## Directions for this task
In the material below, from the line containing "If you would be willing to tag the car" to the line containing "(1006, 191)", replace "gray car" with "silver car" and write those lines out again with nothing else changed.

(Dataset records about object locations)
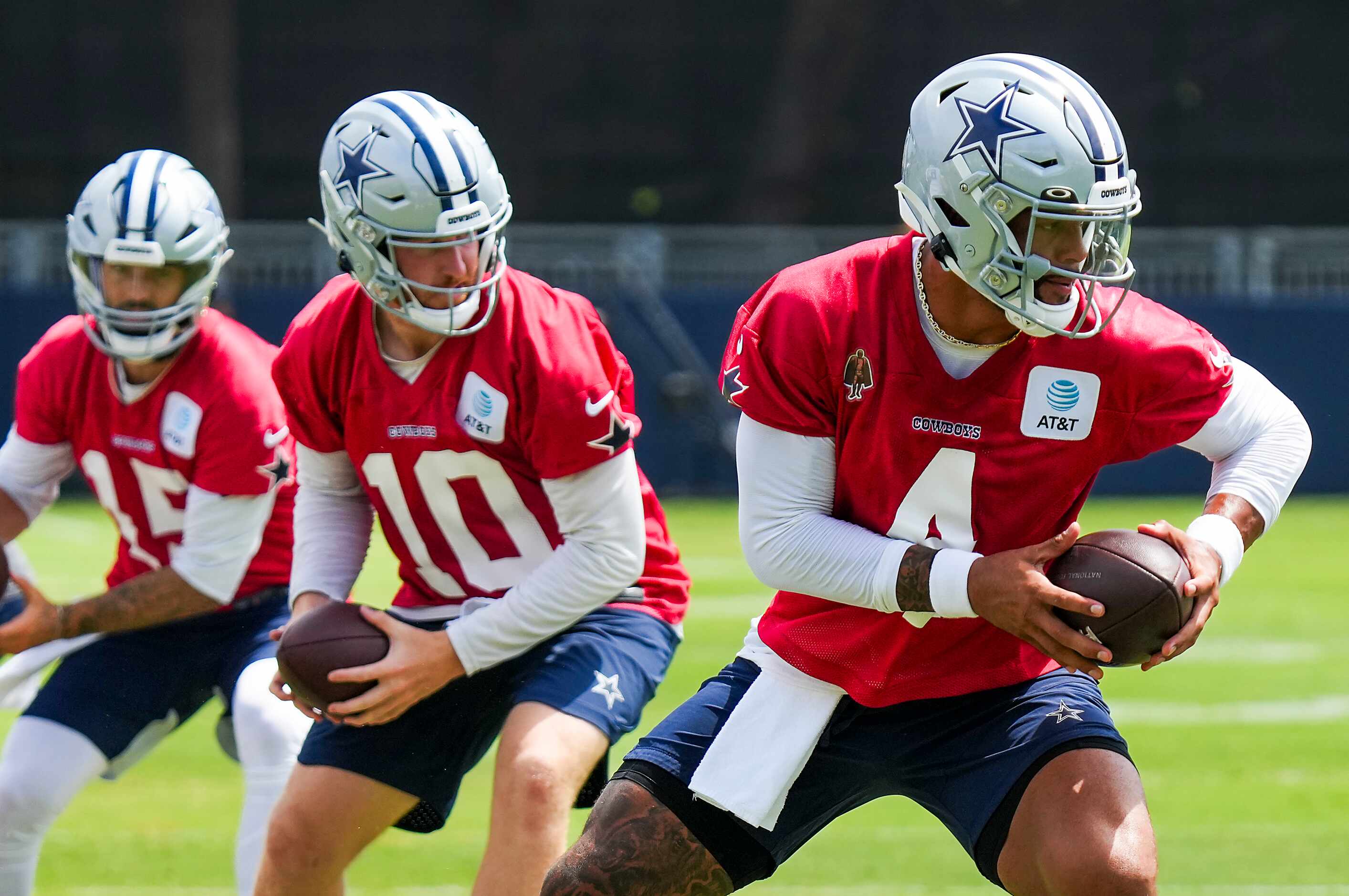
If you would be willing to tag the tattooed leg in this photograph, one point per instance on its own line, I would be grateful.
(635, 846)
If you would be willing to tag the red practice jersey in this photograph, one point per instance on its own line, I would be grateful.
(454, 460)
(997, 460)
(212, 420)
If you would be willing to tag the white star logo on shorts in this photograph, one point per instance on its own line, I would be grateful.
(607, 688)
(1065, 713)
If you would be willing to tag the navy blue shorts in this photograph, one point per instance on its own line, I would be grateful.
(965, 759)
(602, 670)
(127, 691)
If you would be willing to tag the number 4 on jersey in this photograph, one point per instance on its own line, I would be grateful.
(941, 500)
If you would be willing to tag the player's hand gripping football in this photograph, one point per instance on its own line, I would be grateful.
(1011, 590)
(304, 604)
(37, 624)
(418, 664)
(1205, 571)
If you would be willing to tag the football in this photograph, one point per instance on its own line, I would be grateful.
(1139, 582)
(332, 637)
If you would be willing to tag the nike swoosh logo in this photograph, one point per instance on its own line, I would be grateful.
(596, 406)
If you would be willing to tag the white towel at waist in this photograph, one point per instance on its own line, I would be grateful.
(768, 739)
(21, 677)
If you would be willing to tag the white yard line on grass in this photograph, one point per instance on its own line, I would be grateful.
(1318, 710)
(759, 890)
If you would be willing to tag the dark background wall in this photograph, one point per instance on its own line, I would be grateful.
(787, 111)
(686, 451)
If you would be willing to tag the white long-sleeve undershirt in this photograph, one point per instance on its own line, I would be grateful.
(220, 533)
(790, 538)
(1259, 444)
(599, 515)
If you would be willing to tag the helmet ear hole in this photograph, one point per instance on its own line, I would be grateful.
(952, 215)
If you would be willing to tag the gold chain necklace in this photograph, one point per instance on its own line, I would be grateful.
(918, 280)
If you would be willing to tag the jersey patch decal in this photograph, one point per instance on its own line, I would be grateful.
(732, 385)
(482, 411)
(620, 434)
(857, 375)
(178, 426)
(1059, 404)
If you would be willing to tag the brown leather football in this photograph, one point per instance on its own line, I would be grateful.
(331, 637)
(1139, 582)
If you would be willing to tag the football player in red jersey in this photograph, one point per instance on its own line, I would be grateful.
(167, 408)
(489, 420)
(923, 417)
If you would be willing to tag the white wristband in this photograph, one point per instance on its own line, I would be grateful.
(949, 583)
(1223, 536)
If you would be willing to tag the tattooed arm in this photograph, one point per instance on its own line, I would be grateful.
(152, 598)
(912, 589)
(635, 846)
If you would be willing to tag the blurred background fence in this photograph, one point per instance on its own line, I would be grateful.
(1276, 297)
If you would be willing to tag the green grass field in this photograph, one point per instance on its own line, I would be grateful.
(1244, 742)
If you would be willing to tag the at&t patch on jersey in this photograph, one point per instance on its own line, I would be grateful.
(178, 426)
(482, 411)
(1059, 404)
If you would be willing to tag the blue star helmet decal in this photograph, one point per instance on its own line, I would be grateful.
(988, 127)
(356, 167)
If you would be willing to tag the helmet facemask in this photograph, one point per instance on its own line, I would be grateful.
(149, 209)
(415, 175)
(1010, 279)
(1010, 135)
(142, 335)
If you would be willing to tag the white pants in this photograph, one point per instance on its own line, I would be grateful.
(45, 766)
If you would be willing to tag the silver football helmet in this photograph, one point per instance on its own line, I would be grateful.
(1000, 134)
(401, 167)
(154, 209)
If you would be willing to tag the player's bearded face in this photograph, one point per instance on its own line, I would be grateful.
(443, 266)
(136, 288)
(1064, 243)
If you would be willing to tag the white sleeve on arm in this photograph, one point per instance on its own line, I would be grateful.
(1258, 443)
(332, 524)
(220, 538)
(599, 513)
(790, 538)
(31, 473)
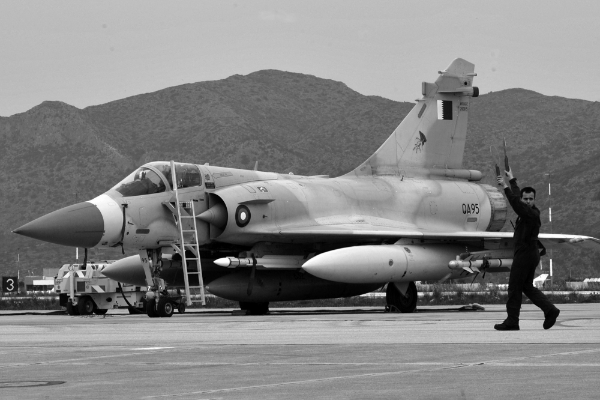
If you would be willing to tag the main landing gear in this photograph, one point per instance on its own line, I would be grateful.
(401, 297)
(254, 308)
(160, 302)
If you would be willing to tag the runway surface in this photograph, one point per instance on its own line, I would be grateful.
(437, 353)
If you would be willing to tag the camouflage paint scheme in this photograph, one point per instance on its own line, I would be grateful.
(399, 217)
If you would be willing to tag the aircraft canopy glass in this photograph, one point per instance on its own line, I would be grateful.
(156, 178)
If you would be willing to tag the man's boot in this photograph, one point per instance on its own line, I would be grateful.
(550, 318)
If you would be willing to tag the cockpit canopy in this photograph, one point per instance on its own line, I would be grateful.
(156, 177)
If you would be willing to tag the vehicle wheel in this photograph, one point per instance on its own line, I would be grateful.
(397, 302)
(165, 308)
(151, 308)
(255, 308)
(71, 309)
(86, 305)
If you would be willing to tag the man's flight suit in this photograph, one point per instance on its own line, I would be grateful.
(526, 257)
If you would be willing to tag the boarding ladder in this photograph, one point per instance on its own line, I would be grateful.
(188, 240)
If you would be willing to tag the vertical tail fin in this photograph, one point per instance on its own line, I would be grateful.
(432, 135)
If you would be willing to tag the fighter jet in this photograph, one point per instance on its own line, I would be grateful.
(409, 212)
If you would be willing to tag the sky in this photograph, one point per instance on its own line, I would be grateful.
(92, 52)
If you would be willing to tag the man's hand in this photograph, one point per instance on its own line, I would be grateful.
(501, 182)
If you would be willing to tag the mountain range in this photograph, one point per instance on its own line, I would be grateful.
(55, 154)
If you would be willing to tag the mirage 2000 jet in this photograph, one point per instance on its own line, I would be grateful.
(410, 212)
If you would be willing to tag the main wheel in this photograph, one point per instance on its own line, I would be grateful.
(86, 305)
(151, 308)
(165, 308)
(396, 301)
(255, 308)
(71, 309)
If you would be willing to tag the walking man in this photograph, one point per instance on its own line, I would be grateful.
(526, 257)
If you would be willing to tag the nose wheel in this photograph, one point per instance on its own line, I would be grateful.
(401, 302)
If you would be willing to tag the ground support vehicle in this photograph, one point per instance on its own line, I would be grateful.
(84, 290)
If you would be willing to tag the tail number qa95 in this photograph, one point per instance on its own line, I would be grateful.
(470, 208)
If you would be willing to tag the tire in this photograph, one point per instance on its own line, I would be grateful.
(397, 302)
(71, 309)
(151, 308)
(165, 308)
(86, 305)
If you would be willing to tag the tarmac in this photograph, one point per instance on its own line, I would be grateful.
(333, 353)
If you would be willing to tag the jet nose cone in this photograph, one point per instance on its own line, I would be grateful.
(127, 270)
(79, 225)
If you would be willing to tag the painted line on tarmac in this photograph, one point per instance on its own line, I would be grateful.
(153, 348)
(376, 374)
(17, 365)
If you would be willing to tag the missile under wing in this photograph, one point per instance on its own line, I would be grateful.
(410, 212)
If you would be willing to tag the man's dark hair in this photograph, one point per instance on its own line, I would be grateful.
(528, 189)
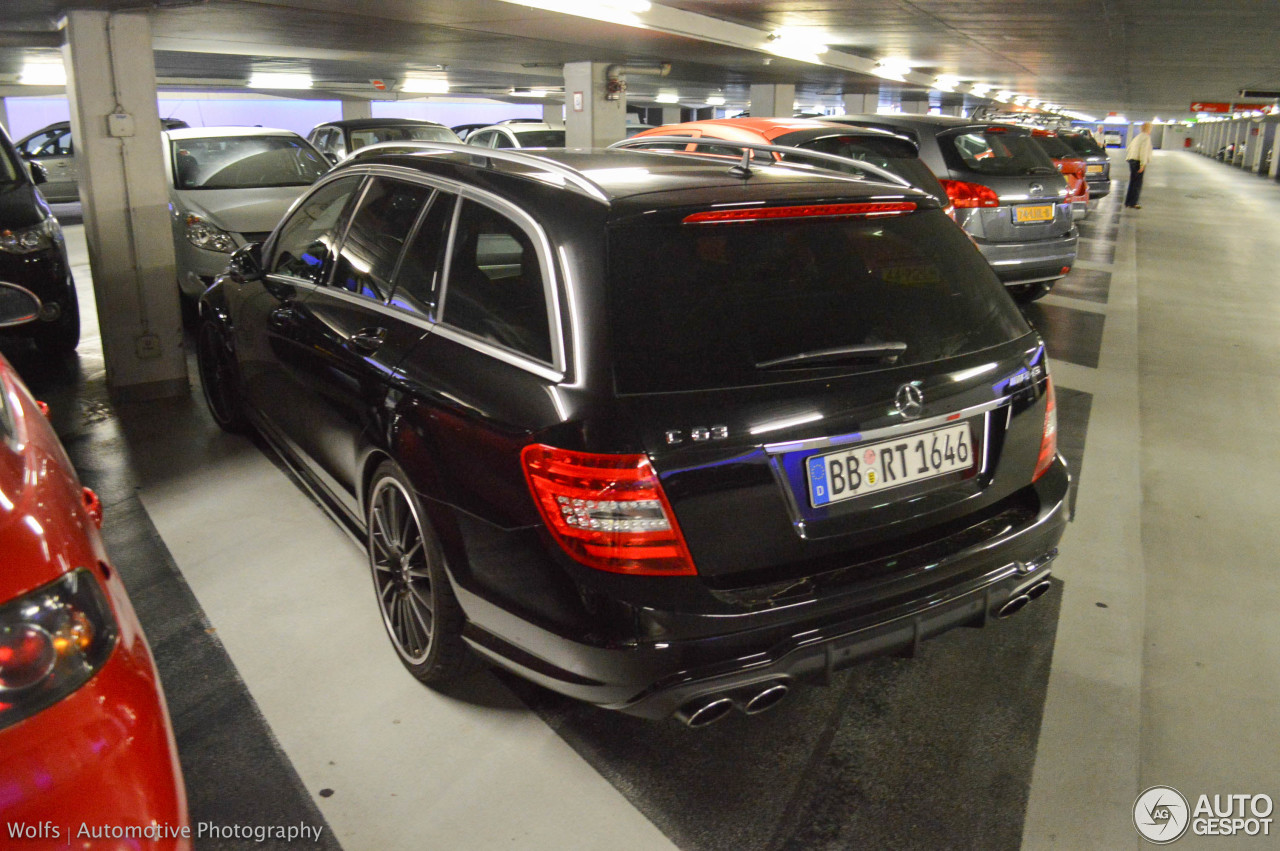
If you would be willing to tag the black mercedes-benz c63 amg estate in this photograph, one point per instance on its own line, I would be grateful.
(661, 431)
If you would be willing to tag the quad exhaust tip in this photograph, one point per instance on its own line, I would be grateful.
(703, 712)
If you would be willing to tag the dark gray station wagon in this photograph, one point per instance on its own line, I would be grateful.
(654, 430)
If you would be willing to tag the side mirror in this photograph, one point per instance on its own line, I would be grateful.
(246, 264)
(18, 305)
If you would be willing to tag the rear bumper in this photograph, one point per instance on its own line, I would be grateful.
(735, 654)
(1024, 262)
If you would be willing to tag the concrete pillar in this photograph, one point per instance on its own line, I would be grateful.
(862, 104)
(590, 119)
(112, 87)
(773, 100)
(353, 109)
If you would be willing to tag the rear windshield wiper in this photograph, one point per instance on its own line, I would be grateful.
(887, 352)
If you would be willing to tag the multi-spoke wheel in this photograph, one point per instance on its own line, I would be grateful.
(419, 609)
(218, 378)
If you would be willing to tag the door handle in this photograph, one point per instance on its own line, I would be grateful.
(368, 339)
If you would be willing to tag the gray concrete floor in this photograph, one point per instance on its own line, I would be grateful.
(1176, 680)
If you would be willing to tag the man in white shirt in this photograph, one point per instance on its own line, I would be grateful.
(1138, 155)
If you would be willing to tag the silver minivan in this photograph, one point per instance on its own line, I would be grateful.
(1008, 193)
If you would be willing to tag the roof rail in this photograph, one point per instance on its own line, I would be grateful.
(641, 141)
(568, 173)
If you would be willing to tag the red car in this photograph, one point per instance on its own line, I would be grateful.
(1073, 168)
(87, 755)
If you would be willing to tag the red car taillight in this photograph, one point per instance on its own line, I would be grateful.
(967, 196)
(607, 512)
(1048, 440)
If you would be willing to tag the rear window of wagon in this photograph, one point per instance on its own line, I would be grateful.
(696, 307)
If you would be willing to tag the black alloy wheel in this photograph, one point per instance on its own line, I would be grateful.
(421, 616)
(218, 378)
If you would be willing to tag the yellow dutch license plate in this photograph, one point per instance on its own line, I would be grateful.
(1037, 213)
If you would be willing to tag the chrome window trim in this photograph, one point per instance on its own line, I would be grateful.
(835, 442)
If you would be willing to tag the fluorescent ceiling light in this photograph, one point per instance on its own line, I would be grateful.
(270, 79)
(425, 86)
(42, 73)
(892, 69)
(796, 44)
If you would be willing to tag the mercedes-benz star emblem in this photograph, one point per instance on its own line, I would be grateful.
(909, 401)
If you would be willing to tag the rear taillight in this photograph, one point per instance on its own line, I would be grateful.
(967, 196)
(1048, 439)
(607, 512)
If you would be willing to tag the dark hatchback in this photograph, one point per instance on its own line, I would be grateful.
(644, 430)
(33, 255)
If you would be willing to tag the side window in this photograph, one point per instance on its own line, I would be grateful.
(417, 283)
(376, 237)
(306, 242)
(496, 284)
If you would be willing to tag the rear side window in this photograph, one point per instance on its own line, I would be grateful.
(496, 283)
(717, 303)
(995, 151)
(376, 237)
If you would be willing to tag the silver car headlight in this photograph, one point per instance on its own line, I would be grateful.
(209, 237)
(26, 241)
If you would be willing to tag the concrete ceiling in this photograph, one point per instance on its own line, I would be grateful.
(1139, 58)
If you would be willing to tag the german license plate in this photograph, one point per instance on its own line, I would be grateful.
(1033, 213)
(890, 463)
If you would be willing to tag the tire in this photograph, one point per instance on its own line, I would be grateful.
(1027, 293)
(219, 379)
(420, 613)
(62, 335)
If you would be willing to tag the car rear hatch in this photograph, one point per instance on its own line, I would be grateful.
(821, 393)
(1031, 192)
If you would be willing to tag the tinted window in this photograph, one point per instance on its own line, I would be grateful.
(1083, 143)
(717, 301)
(417, 284)
(376, 236)
(309, 237)
(1054, 146)
(996, 151)
(496, 284)
(242, 161)
(540, 138)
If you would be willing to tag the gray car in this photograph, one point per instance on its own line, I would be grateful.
(337, 140)
(228, 187)
(517, 135)
(1006, 191)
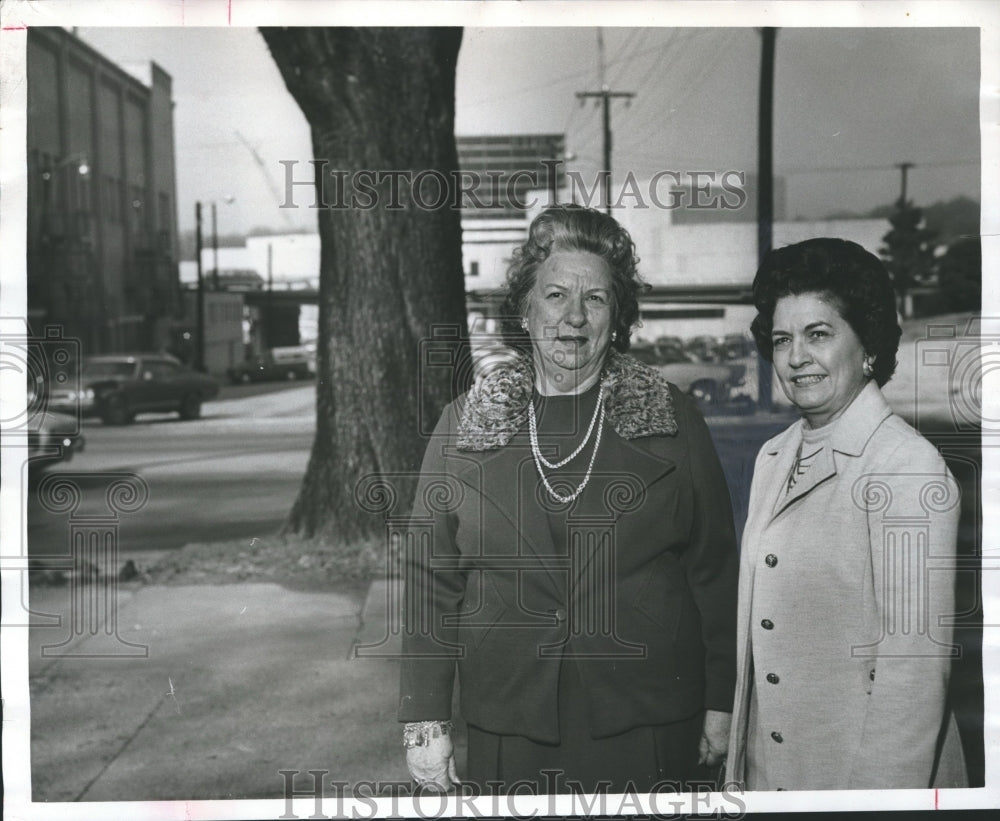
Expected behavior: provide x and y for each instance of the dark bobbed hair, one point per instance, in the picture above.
(574, 228)
(854, 278)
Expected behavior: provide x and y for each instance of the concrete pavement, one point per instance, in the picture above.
(239, 681)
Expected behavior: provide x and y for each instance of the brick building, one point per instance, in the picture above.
(102, 197)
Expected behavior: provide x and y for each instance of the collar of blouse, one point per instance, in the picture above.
(637, 403)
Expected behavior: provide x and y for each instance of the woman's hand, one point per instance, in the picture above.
(714, 738)
(431, 761)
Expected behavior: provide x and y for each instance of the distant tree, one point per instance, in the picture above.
(908, 253)
(379, 100)
(952, 220)
(960, 276)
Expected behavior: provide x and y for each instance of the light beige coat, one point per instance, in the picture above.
(846, 585)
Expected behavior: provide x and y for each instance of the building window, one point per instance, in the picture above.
(135, 198)
(112, 199)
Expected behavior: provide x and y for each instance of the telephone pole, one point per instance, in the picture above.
(903, 167)
(606, 95)
(765, 184)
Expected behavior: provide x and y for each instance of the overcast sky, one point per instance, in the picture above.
(850, 103)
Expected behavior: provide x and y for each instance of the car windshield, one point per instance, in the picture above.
(100, 369)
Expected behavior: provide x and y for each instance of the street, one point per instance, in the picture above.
(232, 474)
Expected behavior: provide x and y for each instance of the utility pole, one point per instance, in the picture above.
(200, 310)
(903, 167)
(606, 96)
(270, 297)
(215, 250)
(765, 184)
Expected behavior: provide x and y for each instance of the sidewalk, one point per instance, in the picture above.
(240, 681)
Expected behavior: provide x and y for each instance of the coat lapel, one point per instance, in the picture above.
(821, 469)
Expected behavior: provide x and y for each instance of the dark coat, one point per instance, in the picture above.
(645, 600)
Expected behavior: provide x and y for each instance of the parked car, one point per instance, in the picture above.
(737, 346)
(279, 363)
(709, 382)
(116, 387)
(703, 348)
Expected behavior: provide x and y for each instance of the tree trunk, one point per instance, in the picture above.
(377, 101)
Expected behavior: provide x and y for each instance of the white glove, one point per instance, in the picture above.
(430, 755)
(714, 738)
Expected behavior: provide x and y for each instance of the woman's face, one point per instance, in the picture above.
(569, 312)
(818, 358)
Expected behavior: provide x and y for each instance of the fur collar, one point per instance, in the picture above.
(637, 403)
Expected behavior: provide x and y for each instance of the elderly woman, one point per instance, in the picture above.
(573, 549)
(846, 578)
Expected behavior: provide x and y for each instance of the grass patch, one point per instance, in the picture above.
(289, 560)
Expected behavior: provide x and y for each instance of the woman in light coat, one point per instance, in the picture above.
(847, 572)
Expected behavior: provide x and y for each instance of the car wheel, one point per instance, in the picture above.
(190, 406)
(705, 392)
(117, 411)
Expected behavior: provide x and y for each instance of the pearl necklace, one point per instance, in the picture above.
(597, 419)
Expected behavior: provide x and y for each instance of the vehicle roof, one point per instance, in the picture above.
(130, 357)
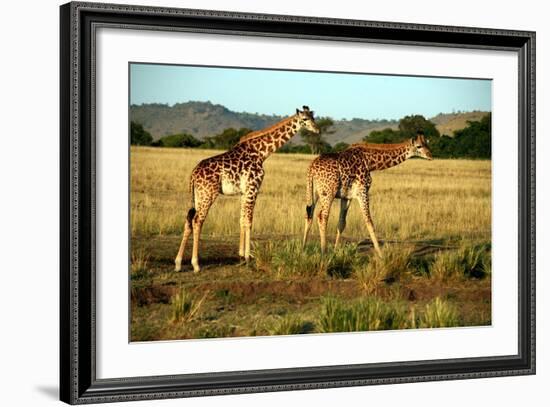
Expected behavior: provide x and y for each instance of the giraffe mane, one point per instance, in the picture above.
(261, 132)
(379, 146)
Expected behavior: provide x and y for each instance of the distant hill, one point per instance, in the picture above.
(448, 123)
(202, 119)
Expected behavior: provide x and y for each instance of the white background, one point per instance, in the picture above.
(29, 163)
(117, 358)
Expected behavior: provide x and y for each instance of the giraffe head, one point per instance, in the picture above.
(419, 146)
(306, 120)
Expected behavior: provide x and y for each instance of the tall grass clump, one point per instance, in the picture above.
(467, 262)
(394, 263)
(290, 325)
(185, 306)
(361, 315)
(287, 258)
(439, 314)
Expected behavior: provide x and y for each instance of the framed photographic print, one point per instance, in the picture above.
(255, 203)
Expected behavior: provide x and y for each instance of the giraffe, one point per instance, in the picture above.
(346, 175)
(238, 171)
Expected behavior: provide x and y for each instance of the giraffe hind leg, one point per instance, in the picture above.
(364, 204)
(310, 209)
(344, 206)
(322, 218)
(186, 233)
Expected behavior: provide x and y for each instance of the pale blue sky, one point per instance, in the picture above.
(336, 95)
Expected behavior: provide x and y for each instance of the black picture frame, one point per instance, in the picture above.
(78, 382)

## Written response
If you would be willing to tag the car rear hatch in this photograph, one point per instance on its own line, I would be grateful.
(821, 393)
(1031, 192)
If you would be willing to tag the tinted window in this photograph, one point per instance on its own line, I would be grateful.
(1083, 143)
(717, 301)
(417, 284)
(376, 236)
(309, 237)
(1054, 146)
(996, 151)
(496, 284)
(242, 161)
(540, 138)
If you would be willing to tag the silver car in this photograph, one point per instance on its own line, I would be grateful.
(337, 140)
(228, 187)
(517, 135)
(1006, 191)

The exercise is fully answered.